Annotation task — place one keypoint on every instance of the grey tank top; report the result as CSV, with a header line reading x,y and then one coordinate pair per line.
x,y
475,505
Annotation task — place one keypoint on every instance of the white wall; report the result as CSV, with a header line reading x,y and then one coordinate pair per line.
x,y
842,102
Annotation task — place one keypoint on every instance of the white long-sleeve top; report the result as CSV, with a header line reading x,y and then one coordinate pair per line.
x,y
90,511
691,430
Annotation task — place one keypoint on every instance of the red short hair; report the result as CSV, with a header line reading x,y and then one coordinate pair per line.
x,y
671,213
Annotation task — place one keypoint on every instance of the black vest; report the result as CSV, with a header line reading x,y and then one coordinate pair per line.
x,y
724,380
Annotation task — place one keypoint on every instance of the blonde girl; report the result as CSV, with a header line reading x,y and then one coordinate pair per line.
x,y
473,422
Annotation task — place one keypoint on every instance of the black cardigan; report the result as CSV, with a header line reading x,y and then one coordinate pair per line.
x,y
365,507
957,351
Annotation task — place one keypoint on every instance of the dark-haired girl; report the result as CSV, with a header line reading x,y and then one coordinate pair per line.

THE TASK:
Search the entries for the line holding "the red short". Return that line and the ones after it through the last, exactly.

ANSWER BELOW:
Annotation task — place one keypoint on every instance of the red short hair; report the result as CSV, with a header line reading x,y and then one coordinate pair per line.
x,y
671,213
Annotation task — place one keypoint on every instance of the black vest; report the result as CSV, with a header line reading x,y and then one coordinate pair per line.
x,y
724,380
Annotation task — place one keypoint on every instance of the blonde girl; report the result as CSV, with a header line reading x,y and then one coordinate pair per line.
x,y
473,422
Annotation task — place one keypoint on every instance of the black cardigan; report the result as CSV, with a header line reading x,y and then one coordinate pair per line.
x,y
365,507
957,351
Annotation task — place one keypoint on every instance of the dark-haired girl; report the result as CSV, with a header line reading x,y and then one coordinate pair per line.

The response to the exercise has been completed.